**Supplied entries:**
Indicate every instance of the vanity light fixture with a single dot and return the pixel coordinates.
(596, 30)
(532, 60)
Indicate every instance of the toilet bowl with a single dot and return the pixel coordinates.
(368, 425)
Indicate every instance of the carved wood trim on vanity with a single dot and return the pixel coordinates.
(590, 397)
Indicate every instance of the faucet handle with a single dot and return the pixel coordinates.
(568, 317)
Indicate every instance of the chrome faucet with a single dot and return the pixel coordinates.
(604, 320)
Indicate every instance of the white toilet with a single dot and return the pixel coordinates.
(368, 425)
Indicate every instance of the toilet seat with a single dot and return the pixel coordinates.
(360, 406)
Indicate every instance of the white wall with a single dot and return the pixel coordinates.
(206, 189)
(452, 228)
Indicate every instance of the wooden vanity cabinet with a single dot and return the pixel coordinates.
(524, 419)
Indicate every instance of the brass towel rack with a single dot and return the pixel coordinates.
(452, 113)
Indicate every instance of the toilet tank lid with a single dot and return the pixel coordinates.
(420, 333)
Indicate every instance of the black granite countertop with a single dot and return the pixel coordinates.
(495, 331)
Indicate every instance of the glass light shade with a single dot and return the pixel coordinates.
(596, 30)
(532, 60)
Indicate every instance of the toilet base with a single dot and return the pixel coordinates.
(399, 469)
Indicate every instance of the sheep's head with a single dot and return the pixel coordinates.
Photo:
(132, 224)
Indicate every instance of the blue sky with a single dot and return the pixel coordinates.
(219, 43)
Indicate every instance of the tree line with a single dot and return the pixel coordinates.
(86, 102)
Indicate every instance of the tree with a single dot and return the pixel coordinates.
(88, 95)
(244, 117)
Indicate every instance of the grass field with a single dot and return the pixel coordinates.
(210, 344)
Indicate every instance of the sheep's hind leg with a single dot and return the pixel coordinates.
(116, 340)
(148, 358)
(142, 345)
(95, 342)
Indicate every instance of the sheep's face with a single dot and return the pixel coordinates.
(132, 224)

**Work request:**
Your task is to return the full listing exactly as it was given.

**Written answer:**
Indicate every instance of the vanity light fixture with a single dot and return the pixel coordinates.
(596, 30)
(532, 60)
Indicate every instance of the toilet bowl with a single dot and return the pixel coordinates.
(368, 425)
Indicate every instance of the carved wood trim on vanity with a single dot and return the pixel coordinates.
(590, 397)
Indicate every instance of the faucet handle with a single dot and return the pixel coordinates.
(568, 317)
Indicate every instance of the chrome faucet with a single dot and return the pixel coordinates.
(604, 320)
Indicate every instance of the white toilet with a single dot and return the pixel coordinates.
(368, 425)
Indicate every instance of the toilet seat with a single dot and return the pixel coordinates.
(360, 406)
Indicate every instance of the white wall with a single dot and return the pixel coordinates.
(206, 189)
(452, 228)
Indicate every instance of the wooden vanity cabinet with a single dot and return the pixel coordinates.
(524, 419)
Indicate every instance of the brass towel rack with a single dot and return the pixel coordinates.
(452, 113)
Indicate every instance of the toilet tank lid with a single dot and return the pixel coordinates.
(420, 333)
Indicate every instance of the black granite countertop with a single dot and return the pixel coordinates.
(495, 331)
Indicate every instance of the glass light shade with a single dot and return the pixel coordinates.
(596, 30)
(532, 60)
Indicate every instance of the toilet base with a single dot and return the pixel coordinates.
(399, 469)
Indicate every instance of the sheep's head with a single dot and return the pixel coordinates.
Photo:
(132, 224)
Indicate every instance of the blue sky with a single dot and return the pixel coordinates.
(219, 43)
Indicate every instance of the tree line with a single dot and return the pixel coordinates.
(86, 102)
Indicate every instance of the tree with a single dot and return the pixel coordinates.
(88, 95)
(244, 117)
Indicate every instance of the grass field with a single dot and return the pixel coordinates.
(210, 344)
Indicate every instance of the sheep's hind leg with a single dot and return the pixel coordinates.
(116, 340)
(148, 358)
(142, 345)
(95, 342)
Indicate every instance of the sheep's face with a single dot and return the pixel coordinates.
(132, 224)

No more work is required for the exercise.